* Extrait:
----

À la fin de l’année 2020, 82,4 millions de personnes étaient déplacées dans le monde, ce qui représente le plus grand nombre de personnes déplacées jamais enregistré. En Allemange, en 2020, 106'685 nouveaux demandeurs d'asile ont été enregistrés. La plupart de ces réfugiés sont seuls, confrontés à un système dont la bienveillance et les lois conditionnent leurs vies. Deux fois par semaine, Sœur Regina Stallbaumer se rend au centre de premier accueil des réfugiés à Eisenhüttenstadt. Elle y travaille en tant qu'aumônière pour le Service jésuite des réfugiés (JRS).

Grâce à elle, les gens se sentent moins seuls face à leurs peurs, leur chagrin et leurs aspirations, et cela leur fait du bien d'avoir quelqu'un à qui se confier. Autant que possible, elle les oriente vers d'autres organismes d'aide, établit le contact et les accompagne vers la prochaine étape. Ainsi, elle est aux premières loges pour constater à quel point la force de vie des réfugiés est malmenée, même dans un lieu en apparence sûr, et elle lutte pour que ceux-ci ne perdent pas espoir. Depuis plus de 40 ans, le JRS - une organisation caritative fondée par les jésuites- vient en aide aux réfugiés dans le monde entier. Le JRS se donne pour mission d'accompagner les personnes déplacées, pour renforcer leur capacité à prendre leur avenir en main et à défendre leurs intérêts. Les actions de Sœur Regina Stallbaumer sa s'inscrivent dans cette optique.

Le destin de Tariq

À l'occasion de la Journée mondiale des réfugiés de ce 20 juin 2021, #worldrefugeeday, elle évoque le destin Tariq (prénom d'emprunt):
«Il faut que l'on se voit dès que possible. S'il vous plaît.» C'est le message que j'ai reçu de Tariq, un jeune homme originaire du Pakistan. Tariq a besoin de parler. Il vient d'un pays majoritairement musulman. Dans son pays d'origine, il est entré en conflit avec la charia, le système juridique islamique en place. Cette dernière impose des règles qu'il n'arrive pas à accepter. Des divergences de valeurs qui ont divisé sa famille. Il espère qu'en Europe, il pourra vivre une vie dans laquelle les droits de l'homme sont respectés, une vie dans laquelle la dignité et la liberté de chacun sont protégées. Tariq a fait des études, il possède un bon diplôme universitaire, ses camarades étudiants sont dispersés à travers le monde, ils ont un excellent travail, une famille et un niveau de vie confortable.

----

* Données fournies:
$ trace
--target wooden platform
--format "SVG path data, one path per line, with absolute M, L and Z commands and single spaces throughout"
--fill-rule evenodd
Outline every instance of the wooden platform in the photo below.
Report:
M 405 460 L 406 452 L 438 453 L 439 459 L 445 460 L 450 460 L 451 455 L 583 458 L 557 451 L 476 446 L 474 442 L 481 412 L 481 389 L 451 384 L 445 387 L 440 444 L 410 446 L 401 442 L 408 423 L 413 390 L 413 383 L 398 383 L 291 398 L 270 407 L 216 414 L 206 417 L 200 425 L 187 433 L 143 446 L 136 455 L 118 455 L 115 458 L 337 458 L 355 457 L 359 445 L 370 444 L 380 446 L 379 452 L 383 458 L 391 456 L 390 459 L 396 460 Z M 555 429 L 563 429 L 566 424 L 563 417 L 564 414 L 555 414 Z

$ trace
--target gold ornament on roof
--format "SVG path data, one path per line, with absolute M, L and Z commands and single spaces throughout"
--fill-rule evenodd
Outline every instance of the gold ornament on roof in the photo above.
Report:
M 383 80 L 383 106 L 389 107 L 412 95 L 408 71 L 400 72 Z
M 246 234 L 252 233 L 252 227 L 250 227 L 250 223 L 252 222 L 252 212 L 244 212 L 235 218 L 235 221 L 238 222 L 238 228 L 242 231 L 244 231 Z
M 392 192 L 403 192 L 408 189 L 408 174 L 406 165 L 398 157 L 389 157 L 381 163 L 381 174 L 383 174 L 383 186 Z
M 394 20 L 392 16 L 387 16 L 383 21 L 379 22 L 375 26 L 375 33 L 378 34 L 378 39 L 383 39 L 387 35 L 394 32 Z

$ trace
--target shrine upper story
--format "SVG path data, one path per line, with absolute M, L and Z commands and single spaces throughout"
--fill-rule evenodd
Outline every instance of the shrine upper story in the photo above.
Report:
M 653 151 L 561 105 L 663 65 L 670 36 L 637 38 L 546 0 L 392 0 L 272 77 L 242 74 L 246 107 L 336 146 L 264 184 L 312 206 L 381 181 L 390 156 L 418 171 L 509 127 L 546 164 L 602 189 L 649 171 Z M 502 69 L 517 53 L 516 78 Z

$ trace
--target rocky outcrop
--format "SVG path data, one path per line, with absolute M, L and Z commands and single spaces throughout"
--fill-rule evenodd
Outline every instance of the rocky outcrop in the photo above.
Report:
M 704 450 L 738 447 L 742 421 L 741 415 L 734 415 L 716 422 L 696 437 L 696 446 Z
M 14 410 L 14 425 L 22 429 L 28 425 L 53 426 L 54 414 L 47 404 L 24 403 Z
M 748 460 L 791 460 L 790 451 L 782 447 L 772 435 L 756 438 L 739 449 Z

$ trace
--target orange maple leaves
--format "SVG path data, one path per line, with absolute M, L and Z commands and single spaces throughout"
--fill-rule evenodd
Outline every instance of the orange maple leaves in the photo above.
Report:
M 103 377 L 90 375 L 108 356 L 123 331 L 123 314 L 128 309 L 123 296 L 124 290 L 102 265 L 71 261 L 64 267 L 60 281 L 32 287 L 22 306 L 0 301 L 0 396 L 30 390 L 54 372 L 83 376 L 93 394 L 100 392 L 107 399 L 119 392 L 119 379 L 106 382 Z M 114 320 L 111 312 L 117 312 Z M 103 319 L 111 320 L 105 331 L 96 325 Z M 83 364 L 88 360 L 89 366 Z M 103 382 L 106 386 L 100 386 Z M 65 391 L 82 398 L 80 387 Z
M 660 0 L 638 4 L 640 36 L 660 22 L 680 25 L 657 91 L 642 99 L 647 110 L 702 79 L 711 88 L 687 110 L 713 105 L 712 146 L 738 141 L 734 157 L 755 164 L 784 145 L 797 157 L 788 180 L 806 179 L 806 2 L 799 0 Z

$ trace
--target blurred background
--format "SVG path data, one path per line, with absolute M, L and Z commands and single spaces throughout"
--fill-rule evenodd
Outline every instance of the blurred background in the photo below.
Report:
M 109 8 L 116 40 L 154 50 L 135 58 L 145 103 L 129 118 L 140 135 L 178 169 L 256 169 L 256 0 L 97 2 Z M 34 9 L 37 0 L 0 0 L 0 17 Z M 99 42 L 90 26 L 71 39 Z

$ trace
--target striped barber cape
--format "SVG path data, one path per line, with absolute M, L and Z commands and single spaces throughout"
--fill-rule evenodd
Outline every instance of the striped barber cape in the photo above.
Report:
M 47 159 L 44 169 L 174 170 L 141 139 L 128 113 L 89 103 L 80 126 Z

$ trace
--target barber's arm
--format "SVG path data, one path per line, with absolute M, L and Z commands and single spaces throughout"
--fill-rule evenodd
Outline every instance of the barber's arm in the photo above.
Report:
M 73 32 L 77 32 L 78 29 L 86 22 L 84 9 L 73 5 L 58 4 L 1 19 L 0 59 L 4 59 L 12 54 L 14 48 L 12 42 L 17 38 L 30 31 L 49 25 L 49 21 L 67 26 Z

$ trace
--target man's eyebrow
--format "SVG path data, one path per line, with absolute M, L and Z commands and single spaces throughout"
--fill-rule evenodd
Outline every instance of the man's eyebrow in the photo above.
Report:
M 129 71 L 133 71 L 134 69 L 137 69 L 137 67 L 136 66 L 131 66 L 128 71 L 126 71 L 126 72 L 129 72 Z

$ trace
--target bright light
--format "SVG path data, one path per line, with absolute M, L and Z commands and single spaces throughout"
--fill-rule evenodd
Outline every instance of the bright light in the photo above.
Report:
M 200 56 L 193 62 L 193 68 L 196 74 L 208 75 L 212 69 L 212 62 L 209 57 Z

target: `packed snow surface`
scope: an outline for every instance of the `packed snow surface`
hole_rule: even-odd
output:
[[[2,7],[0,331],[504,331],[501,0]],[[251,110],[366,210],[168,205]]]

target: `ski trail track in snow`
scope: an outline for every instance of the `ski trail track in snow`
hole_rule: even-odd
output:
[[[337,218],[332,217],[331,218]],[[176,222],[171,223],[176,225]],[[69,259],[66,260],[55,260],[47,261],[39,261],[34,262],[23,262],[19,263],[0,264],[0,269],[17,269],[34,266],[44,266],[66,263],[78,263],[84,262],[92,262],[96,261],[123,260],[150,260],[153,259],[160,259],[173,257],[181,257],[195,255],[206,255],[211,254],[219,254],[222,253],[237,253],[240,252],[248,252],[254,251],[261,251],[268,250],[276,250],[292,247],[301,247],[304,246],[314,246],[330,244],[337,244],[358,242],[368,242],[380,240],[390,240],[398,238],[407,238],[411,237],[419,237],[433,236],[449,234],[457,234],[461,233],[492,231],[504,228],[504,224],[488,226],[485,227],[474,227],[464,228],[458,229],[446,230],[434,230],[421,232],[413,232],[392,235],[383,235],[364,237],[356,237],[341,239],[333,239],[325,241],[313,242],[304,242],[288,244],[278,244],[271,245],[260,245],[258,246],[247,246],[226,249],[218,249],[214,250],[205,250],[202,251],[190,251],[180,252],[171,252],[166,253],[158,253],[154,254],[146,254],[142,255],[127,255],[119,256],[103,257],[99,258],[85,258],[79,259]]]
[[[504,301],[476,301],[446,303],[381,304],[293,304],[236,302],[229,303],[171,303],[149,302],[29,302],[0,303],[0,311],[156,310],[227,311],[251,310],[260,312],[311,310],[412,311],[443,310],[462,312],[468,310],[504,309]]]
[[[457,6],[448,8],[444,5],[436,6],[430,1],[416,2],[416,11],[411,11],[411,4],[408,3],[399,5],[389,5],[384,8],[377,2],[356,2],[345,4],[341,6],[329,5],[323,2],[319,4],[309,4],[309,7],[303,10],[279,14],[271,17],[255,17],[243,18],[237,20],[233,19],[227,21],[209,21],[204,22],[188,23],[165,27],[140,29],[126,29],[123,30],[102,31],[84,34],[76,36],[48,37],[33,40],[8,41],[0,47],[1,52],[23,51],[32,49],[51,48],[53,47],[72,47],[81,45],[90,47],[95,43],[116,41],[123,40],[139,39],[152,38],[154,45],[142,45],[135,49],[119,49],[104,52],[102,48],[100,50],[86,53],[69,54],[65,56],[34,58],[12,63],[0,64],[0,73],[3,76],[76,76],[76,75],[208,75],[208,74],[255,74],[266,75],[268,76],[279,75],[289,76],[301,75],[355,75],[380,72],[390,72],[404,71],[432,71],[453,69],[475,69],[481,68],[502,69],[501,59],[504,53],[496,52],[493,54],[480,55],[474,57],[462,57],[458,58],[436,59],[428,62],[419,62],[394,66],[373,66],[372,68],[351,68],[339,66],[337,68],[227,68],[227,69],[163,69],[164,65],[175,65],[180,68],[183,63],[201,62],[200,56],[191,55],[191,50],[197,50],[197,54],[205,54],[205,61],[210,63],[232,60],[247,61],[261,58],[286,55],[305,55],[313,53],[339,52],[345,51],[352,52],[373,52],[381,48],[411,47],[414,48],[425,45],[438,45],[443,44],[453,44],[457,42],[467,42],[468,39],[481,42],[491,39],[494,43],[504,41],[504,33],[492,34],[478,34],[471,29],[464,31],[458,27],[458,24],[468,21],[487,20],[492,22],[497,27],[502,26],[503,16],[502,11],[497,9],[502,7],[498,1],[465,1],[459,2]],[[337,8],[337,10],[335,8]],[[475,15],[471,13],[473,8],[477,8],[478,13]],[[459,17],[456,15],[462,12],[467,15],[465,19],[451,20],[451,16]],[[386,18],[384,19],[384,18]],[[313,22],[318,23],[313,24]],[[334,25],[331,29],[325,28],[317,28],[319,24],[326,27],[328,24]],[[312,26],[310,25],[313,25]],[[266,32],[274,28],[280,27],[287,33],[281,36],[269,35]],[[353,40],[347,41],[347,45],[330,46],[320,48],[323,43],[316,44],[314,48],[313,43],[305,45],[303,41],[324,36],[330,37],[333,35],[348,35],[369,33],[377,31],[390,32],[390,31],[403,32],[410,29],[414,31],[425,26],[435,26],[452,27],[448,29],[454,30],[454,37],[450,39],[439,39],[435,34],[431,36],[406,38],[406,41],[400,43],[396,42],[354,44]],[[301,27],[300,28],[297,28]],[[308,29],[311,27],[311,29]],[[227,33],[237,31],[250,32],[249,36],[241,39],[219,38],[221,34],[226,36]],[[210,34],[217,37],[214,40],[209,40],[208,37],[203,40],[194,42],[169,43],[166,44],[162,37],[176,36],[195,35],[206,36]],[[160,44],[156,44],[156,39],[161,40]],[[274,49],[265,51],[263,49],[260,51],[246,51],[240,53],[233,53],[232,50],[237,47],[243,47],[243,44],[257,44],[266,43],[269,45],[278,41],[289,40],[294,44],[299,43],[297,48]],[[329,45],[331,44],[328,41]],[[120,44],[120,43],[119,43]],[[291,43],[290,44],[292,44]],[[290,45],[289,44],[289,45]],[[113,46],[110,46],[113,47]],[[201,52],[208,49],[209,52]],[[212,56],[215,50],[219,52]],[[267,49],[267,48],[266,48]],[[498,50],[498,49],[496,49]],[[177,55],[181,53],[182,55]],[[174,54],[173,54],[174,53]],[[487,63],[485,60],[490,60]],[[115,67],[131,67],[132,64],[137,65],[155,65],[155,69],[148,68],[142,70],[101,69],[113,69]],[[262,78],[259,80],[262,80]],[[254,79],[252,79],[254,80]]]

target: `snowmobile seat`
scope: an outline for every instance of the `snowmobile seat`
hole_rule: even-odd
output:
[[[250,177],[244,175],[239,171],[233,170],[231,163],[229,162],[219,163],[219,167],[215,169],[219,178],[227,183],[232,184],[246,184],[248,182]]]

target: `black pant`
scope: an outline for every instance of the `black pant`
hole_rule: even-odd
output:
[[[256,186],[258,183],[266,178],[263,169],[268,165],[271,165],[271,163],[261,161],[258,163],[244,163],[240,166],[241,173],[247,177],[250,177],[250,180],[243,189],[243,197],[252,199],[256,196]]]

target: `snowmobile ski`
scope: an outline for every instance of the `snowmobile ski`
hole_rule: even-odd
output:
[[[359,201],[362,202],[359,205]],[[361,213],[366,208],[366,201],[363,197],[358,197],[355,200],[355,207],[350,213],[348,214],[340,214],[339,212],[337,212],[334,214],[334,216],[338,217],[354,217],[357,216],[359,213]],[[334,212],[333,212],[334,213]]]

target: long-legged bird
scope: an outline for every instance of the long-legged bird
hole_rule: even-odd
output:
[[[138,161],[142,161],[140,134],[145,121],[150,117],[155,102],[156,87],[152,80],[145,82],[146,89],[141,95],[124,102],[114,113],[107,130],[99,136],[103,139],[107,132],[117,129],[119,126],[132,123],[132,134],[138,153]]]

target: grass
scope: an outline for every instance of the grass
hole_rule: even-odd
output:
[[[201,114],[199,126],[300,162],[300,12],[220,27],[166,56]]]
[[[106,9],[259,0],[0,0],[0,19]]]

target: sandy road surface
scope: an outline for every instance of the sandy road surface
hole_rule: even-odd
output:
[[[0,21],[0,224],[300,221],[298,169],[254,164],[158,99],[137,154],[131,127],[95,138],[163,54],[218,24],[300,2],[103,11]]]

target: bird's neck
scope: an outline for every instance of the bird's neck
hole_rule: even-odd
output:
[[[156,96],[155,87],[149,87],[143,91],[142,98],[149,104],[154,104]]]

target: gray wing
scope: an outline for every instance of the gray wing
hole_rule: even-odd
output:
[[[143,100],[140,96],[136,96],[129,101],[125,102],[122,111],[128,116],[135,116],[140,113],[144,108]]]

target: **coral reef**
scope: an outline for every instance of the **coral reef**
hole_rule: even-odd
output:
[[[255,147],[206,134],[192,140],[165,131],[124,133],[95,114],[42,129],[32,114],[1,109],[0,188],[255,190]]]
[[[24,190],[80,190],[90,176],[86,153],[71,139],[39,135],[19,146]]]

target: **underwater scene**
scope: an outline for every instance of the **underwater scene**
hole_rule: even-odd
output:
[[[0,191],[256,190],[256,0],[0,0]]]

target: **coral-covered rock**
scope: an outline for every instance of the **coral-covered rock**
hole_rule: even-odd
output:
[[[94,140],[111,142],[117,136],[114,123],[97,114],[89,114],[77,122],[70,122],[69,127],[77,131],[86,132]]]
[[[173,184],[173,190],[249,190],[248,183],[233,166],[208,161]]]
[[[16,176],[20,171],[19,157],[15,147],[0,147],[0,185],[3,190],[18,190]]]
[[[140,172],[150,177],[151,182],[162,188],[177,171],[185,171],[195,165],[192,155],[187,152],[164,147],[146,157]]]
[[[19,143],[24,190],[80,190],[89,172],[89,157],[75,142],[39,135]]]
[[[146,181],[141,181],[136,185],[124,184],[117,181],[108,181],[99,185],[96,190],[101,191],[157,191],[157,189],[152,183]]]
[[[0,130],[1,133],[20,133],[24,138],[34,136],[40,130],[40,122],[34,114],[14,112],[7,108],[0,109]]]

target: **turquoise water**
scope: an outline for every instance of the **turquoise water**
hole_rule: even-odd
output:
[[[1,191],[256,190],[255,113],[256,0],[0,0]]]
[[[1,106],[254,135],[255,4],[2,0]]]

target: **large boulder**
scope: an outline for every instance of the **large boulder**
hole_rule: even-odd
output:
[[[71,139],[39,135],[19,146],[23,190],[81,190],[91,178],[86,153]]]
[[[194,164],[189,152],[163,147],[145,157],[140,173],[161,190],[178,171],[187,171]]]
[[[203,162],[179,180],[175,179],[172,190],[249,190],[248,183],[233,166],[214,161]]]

----

* Exercice: Reprenez l'extrait sur Sœur Regina Stallbaumer et les réfugiés à partir de sa dernière phrase, et poursuivez-en la rédaction.

* Résultat:
Tariq a tenté sa chance en Allemagne. Tout ne s'est pas déroulé comme prévu et il s'est soudainement retrouvé dans un système -celui du régime d'asile- qui n'est pas prévu pour les personnes comme lui et qui ne lui offre qu'une chance infime d'être reconnu comme personne en quête de protection. La situation de Tariq m'est familière. Je côtoie régulièrement des gens qui ont vécu des choses terribles dans leur pays d'origine. Et en même temps, ce n'est souvent pas «assez grave», c'est-à-dire que ce qu'ils ont vécu ne correspond pas aux critères du régime d'asile allemand.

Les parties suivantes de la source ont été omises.